Your task —
For this exercise, the reply is the listing below, reproduced exactly.

* * *

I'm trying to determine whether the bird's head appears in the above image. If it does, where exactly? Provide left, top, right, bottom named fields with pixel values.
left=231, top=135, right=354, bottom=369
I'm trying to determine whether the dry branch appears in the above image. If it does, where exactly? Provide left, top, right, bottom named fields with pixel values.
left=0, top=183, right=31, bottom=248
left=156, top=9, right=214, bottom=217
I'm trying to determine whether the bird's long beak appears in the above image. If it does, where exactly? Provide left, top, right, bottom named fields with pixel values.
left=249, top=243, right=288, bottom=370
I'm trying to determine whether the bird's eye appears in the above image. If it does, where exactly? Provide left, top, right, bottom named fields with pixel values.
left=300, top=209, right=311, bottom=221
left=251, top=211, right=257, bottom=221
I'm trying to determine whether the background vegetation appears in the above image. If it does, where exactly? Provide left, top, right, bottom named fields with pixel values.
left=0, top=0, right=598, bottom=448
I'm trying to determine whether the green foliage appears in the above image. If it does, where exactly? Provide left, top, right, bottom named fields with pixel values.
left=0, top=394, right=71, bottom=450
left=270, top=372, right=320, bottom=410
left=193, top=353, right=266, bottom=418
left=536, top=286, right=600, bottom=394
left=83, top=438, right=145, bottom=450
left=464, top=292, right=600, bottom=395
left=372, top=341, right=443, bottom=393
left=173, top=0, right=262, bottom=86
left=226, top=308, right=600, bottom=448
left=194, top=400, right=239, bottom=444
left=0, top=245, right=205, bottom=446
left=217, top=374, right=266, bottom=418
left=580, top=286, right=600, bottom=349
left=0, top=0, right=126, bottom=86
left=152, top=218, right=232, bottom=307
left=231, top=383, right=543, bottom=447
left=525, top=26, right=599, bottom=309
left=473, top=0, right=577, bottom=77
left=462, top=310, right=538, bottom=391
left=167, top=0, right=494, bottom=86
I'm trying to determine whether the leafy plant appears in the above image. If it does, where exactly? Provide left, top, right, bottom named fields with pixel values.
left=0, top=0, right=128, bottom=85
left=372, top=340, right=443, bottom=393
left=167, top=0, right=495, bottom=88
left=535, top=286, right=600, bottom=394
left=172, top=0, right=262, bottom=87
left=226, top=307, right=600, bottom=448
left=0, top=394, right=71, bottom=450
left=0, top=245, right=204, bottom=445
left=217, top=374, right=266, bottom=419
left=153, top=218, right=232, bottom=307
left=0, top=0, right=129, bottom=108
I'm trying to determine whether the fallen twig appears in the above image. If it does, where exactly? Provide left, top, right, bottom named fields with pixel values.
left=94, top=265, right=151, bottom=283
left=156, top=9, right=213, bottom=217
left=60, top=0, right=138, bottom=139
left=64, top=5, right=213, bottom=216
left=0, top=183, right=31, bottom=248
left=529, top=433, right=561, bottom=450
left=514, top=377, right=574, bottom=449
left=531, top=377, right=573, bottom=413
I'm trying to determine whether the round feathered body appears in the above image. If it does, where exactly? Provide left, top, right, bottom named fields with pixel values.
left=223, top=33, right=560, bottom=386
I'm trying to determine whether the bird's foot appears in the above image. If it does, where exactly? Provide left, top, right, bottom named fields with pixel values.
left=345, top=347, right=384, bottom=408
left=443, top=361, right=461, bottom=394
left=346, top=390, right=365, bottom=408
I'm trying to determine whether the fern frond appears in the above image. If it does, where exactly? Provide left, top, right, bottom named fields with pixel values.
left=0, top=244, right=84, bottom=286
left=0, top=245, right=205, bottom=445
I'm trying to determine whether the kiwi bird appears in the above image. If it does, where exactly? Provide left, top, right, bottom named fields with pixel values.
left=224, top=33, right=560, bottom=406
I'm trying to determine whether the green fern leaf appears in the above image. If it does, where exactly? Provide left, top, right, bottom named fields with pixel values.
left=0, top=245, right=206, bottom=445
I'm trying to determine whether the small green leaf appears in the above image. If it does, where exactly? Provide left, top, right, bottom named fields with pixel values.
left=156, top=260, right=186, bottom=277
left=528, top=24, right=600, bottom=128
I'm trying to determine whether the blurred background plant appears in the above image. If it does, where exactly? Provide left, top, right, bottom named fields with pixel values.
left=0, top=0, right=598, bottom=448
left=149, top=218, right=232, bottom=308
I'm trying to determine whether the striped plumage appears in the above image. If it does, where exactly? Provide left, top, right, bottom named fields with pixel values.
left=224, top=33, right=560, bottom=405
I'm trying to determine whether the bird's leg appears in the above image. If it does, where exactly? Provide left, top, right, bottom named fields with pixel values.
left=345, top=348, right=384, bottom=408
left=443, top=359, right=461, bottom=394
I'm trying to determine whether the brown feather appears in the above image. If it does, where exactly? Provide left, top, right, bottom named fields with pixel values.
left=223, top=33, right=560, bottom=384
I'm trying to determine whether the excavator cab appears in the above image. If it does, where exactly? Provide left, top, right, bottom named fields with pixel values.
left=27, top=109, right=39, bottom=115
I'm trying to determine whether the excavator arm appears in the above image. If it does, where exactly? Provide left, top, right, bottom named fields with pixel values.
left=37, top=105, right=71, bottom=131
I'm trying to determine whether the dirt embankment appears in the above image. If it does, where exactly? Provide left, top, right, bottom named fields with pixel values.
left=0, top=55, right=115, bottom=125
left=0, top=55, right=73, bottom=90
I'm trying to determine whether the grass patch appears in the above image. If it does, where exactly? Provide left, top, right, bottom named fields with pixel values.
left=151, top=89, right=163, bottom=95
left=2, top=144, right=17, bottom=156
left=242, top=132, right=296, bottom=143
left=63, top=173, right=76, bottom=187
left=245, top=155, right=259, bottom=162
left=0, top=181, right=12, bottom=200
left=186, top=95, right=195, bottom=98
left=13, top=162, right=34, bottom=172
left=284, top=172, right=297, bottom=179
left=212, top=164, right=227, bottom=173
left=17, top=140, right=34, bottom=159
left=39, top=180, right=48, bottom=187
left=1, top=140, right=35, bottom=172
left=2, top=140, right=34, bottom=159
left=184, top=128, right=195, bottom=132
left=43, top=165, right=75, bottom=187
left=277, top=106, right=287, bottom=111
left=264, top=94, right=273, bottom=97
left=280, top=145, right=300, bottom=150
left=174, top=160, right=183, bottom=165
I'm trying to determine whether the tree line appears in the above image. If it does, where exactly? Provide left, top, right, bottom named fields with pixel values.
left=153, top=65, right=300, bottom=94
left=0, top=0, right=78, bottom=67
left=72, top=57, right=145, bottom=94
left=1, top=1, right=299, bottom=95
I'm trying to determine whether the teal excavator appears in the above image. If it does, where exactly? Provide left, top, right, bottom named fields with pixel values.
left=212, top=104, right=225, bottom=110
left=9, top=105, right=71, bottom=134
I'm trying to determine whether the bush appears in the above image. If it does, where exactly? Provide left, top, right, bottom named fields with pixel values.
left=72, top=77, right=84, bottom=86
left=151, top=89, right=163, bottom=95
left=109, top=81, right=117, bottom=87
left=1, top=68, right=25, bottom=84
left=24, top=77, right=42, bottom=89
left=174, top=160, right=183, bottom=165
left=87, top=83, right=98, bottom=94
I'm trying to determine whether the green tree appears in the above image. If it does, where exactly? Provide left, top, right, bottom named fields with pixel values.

* * *

Worked solution —
I'm trying to determine whether the bird's head appears in the above image. If it does, where exactly? Provide left, top, right, bottom named fields with pixel values.
left=231, top=135, right=354, bottom=369
I'm trying to determine whether the dry branch appears in the above image. If it does, where exactly? Provide left, top, right, bottom named fields with pixel values.
left=0, top=183, right=31, bottom=248
left=156, top=9, right=214, bottom=217
I'm trying to determine whether the bird's long beak appears in the above image. If it does, where exactly? Provide left, top, right, bottom named fields with pixel values.
left=249, top=243, right=288, bottom=370
I'm trying to determine whether the bird's eye appears in the above image. If it does, where exactly? Provide left, top, right, bottom named fields with pixel values.
left=300, top=209, right=311, bottom=221
left=251, top=211, right=257, bottom=221
I'm trying to determine whether the background vegetation appears in the above image. If it does, where exactly? Provide left, top, right, bottom named fields with pixel values.
left=0, top=0, right=598, bottom=448
I'm trying to determine whether the green foliage appears in the above image. If it does, where exactly? Provide left, top, right, bottom named fields with pixel values.
left=0, top=394, right=71, bottom=450
left=270, top=372, right=320, bottom=410
left=193, top=353, right=266, bottom=418
left=536, top=286, right=600, bottom=394
left=83, top=438, right=145, bottom=450
left=464, top=292, right=600, bottom=395
left=372, top=341, right=443, bottom=393
left=173, top=0, right=262, bottom=86
left=226, top=308, right=600, bottom=448
left=194, top=400, right=239, bottom=444
left=0, top=245, right=205, bottom=446
left=217, top=374, right=266, bottom=418
left=580, top=286, right=600, bottom=349
left=0, top=0, right=126, bottom=86
left=152, top=218, right=232, bottom=307
left=231, top=383, right=543, bottom=447
left=525, top=26, right=599, bottom=309
left=473, top=0, right=577, bottom=77
left=462, top=310, right=538, bottom=391
left=167, top=0, right=494, bottom=86
I'm trying to determine whether the leafy plant appears in the above image. If it does, where exactly? Provide left, top, right, bottom named fields with pixel values.
left=0, top=0, right=128, bottom=85
left=372, top=340, right=443, bottom=393
left=167, top=0, right=495, bottom=88
left=535, top=286, right=600, bottom=394
left=172, top=0, right=262, bottom=87
left=226, top=307, right=600, bottom=448
left=0, top=394, right=71, bottom=450
left=0, top=245, right=204, bottom=445
left=217, top=374, right=266, bottom=419
left=153, top=218, right=232, bottom=307
left=0, top=0, right=129, bottom=108
I'm trying to determine whether the fallen twig appears in the above image. If it does, where exactly? Provide left, top, right, bottom named fields with pixel values.
left=94, top=265, right=151, bottom=283
left=156, top=9, right=213, bottom=217
left=60, top=0, right=138, bottom=139
left=64, top=5, right=213, bottom=216
left=0, top=183, right=31, bottom=248
left=529, top=433, right=561, bottom=450
left=514, top=377, right=574, bottom=449
left=531, top=377, right=573, bottom=413
I'm trying to determine whether the round feathered body appears in the above image. If it does, where exactly? Provide left, top, right, bottom named fields with pixel values.
left=223, top=33, right=560, bottom=386
I'm trying to determine whether the bird's foot appears in the above image. If it does, where exactly? Provide left, top, right, bottom named fields with pixel values.
left=345, top=347, right=384, bottom=408
left=443, top=361, right=461, bottom=394
left=346, top=390, right=365, bottom=408
I'm trying to determine whether the fern frond appears in the above image. If it does, where exactly? Provide left, top, right, bottom named fields with pixel values.
left=0, top=244, right=84, bottom=286
left=0, top=245, right=205, bottom=445
I'm trying to determine whether the kiwi bird appears in the above image. If it does, where exactly? Provide left, top, right, bottom named fields with pixel values.
left=224, top=33, right=560, bottom=406
I'm trying to determine whether the green fern leaf appears in the above image. If it does, where exactly? Provide left, top, right, bottom named fields with pixel values.
left=0, top=245, right=206, bottom=445
I'm trying to determine whether the small green leaf appears in the above image. If it does, where exactly? Provide left, top, right, bottom named fields with pixel values.
left=156, top=260, right=186, bottom=277
left=528, top=24, right=600, bottom=128
I'm trying to determine whether the blurred background plant appears in the above image. If it does, where exactly? Provide left, top, right, bottom named fields with pixel values.
left=0, top=0, right=598, bottom=448
left=149, top=218, right=232, bottom=308
I'm trying to determine whether the striped plumage appears in the above image. If it does, where exactly? Provide left, top, right, bottom named fields with pixel values.
left=224, top=33, right=560, bottom=405
I'm trying to determine whether the bird's leg appears in the above image. If it does, where exactly? Provide left, top, right, bottom named fields with pixel values.
left=345, top=348, right=384, bottom=408
left=443, top=359, right=461, bottom=394
I'm trying to determine whether the brown feather appears in the above image. If it does, where exactly? Provide left, top, right, bottom named fields with pixel values.
left=223, top=33, right=560, bottom=384
I'm trying to determine whether the excavator cab appears in the above image. If it does, where exactly? Provide left, top, right, bottom named fields with pixel values.
left=27, top=109, right=39, bottom=115
I'm trying to determine whether the excavator arm appears in the above image. If it does, where exactly? Provide left, top, right, bottom named fields with pixel values.
left=37, top=105, right=71, bottom=131
I'm trying to determine whether the dirt embankment appears in the above image. If it does, where exactly? Provide left, top, right, bottom named fields with pixel values.
left=0, top=55, right=115, bottom=125
left=0, top=55, right=73, bottom=90
I'm trying to determine whether the grass patch appears in the above image. If it does, where exactly? Provide left, top, right, bottom named fields with pixel values.
left=151, top=89, right=163, bottom=95
left=2, top=144, right=17, bottom=156
left=242, top=132, right=296, bottom=143
left=63, top=173, right=76, bottom=187
left=245, top=155, right=259, bottom=162
left=0, top=181, right=12, bottom=200
left=186, top=95, right=195, bottom=98
left=13, top=162, right=34, bottom=172
left=284, top=172, right=297, bottom=179
left=212, top=164, right=227, bottom=173
left=17, top=140, right=34, bottom=159
left=39, top=180, right=48, bottom=187
left=1, top=140, right=35, bottom=172
left=2, top=140, right=34, bottom=159
left=184, top=128, right=195, bottom=132
left=43, top=165, right=75, bottom=187
left=277, top=106, right=287, bottom=111
left=264, top=94, right=273, bottom=97
left=280, top=145, right=300, bottom=150
left=174, top=160, right=183, bottom=165
I'm trying to determine whether the tree line appears in the above image. If it does, where exactly? Provide left, top, right, bottom named fields with pixel values.
left=153, top=65, right=300, bottom=94
left=0, top=0, right=78, bottom=67
left=72, top=57, right=145, bottom=94
left=1, top=1, right=299, bottom=95
I'm trying to determine whether the teal excavator appears in the above image. If it does, where exactly? Provide left, top, right, bottom named fields with pixel values.
left=212, top=104, right=225, bottom=110
left=9, top=105, right=71, bottom=134
I'm trying to determine whether the bush appears in the above image. If it does, where exactly? Provide left, top, right, bottom named fields with pixel values.
left=72, top=77, right=84, bottom=86
left=151, top=89, right=163, bottom=95
left=109, top=81, right=117, bottom=87
left=1, top=68, right=25, bottom=84
left=24, top=77, right=42, bottom=89
left=174, top=160, right=183, bottom=165
left=87, top=83, right=98, bottom=94
I'm trying to determine whether the green tree appears in the above image. If it does, where exactly? Provide left, top, right, bottom named fields with pixel values.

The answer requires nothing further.